Starting at the line that contains "Please annotate the damaged", quote each line exactly through the last line of the entries, both included.

[Location annotation dataset excerpts]
= = =
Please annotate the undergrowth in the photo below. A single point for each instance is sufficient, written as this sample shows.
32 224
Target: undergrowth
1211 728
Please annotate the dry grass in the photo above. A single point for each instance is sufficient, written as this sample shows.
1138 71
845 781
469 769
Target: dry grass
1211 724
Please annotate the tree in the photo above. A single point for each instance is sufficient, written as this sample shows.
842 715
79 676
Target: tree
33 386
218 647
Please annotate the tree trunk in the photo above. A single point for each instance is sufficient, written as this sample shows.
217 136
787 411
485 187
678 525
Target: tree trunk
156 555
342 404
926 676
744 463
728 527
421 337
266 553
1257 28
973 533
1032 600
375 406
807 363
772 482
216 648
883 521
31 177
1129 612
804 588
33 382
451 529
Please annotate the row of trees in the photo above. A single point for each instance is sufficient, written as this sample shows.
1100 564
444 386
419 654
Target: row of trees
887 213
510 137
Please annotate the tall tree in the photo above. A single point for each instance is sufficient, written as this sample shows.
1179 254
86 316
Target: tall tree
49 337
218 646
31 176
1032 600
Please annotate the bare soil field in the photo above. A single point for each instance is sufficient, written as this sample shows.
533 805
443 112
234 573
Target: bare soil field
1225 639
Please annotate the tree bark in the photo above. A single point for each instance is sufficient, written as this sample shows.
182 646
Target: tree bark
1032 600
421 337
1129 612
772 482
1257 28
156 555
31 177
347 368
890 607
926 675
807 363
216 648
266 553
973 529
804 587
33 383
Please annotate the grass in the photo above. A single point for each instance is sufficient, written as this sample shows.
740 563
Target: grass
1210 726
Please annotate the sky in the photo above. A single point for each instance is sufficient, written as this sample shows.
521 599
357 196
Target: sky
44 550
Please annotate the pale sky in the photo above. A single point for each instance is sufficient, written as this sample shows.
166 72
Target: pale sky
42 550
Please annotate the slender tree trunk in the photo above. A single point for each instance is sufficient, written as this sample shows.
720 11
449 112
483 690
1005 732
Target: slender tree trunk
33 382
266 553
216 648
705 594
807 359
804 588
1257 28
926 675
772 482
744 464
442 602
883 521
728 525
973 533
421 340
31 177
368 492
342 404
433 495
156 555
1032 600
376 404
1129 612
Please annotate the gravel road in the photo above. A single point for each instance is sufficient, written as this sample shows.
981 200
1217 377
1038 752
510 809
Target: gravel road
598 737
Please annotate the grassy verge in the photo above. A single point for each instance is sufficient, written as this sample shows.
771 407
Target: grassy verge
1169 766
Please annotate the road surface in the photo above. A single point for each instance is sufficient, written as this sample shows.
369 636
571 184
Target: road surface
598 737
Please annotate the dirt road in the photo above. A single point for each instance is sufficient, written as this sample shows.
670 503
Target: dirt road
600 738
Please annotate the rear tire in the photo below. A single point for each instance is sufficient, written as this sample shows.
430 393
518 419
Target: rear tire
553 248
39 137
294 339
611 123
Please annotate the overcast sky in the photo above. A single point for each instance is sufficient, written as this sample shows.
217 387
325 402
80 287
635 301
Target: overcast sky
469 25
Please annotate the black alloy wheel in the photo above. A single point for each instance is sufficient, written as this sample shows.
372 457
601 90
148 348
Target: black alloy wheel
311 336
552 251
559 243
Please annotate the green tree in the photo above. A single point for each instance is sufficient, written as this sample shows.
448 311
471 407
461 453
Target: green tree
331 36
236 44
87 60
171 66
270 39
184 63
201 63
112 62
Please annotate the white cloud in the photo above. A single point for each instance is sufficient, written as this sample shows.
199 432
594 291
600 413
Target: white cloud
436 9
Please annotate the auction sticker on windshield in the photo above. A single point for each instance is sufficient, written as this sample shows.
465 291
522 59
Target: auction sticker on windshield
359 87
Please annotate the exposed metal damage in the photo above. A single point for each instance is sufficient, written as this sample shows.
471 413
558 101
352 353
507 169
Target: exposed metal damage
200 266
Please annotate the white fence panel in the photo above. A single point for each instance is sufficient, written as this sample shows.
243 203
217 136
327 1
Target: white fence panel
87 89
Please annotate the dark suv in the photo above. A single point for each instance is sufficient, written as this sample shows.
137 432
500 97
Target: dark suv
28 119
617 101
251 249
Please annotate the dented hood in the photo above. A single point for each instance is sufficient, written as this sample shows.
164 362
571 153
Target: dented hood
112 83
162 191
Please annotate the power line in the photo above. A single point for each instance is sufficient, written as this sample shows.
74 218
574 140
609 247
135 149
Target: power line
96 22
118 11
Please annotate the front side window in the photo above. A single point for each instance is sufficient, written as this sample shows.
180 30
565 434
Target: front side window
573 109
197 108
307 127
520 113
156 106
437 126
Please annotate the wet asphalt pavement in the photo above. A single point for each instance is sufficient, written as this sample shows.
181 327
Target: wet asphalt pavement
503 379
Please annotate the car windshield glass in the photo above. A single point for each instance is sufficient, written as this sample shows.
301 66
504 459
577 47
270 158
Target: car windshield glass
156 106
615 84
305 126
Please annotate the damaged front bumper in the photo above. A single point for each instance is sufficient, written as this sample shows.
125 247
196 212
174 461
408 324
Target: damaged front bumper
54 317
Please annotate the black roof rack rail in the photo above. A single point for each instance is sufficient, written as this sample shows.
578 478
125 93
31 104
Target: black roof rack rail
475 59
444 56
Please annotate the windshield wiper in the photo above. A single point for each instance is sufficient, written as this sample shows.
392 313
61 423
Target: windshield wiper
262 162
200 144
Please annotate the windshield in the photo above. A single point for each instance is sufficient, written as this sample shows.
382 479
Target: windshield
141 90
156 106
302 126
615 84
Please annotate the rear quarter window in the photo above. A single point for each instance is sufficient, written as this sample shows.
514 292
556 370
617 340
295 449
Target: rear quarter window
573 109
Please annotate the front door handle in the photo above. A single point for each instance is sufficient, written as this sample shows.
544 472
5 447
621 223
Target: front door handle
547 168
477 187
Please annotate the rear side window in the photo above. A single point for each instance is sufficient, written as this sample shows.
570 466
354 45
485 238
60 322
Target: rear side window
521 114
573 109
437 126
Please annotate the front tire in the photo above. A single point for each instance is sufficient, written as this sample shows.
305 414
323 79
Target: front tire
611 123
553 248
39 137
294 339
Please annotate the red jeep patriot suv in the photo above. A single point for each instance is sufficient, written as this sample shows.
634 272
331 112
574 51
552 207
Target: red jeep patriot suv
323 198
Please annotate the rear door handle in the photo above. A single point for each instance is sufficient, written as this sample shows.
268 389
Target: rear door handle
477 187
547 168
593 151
= = =
■ Reply
Please annotate the damaged front bumper in the photo above. A single point for each instance is sufficient, written as this sample shows.
125 247
196 212
174 461
408 324
Target: damaged front bumper
54 317
Please annotate the black roof rack rail in the photo above. A single point for each instance is sufficient, written as this sample shows.
578 478
125 93
31 104
Target: black roof rack rail
475 59
444 56
Please annotate the windshield wiper in the photo above. A single point for each instance is sufficient, written as this sample shows.
392 313
61 423
Target: windshield wiper
262 162
200 144
Please annotate the windshield in the photo above. A single point for each instance is sufficient, written as this sample shows.
382 479
Target: windshield
141 90
156 106
302 126
615 84
Please annotate the rear quarter window in the photo above. A single point for each instance is sufficient, written as this sample shows.
514 292
556 370
617 340
295 449
Target: rear quarter window
573 109
Please annotate the front door handle in the photo above. A single point for each instance is sufficient, written as this sample shows.
544 472
5 447
621 223
Target: front door handle
547 168
477 187
Please annotate the rear side window in the photo above. A single point for each instance is sufficient, written as this sample shows.
570 466
354 45
485 238
60 322
Target: rear side window
521 114
573 109
437 126
Please annotate the front tire in the photo above. A single point for each instance is sufficient, written as this sample shows.
305 414
323 79
Target: front tire
611 123
553 248
39 137
294 339
Please annotate the red jeep patriot suv in the photo above. A single point for each instance is sufficient, written as this sample shows.
634 272
331 112
574 51
552 207
Target: red jeep patriot suv
323 198
Please annotate the rear door handle in the photo above. A single point for each instance is sufficient, written as this sample shows.
268 389
Target: rear door handle
477 187
547 168
593 151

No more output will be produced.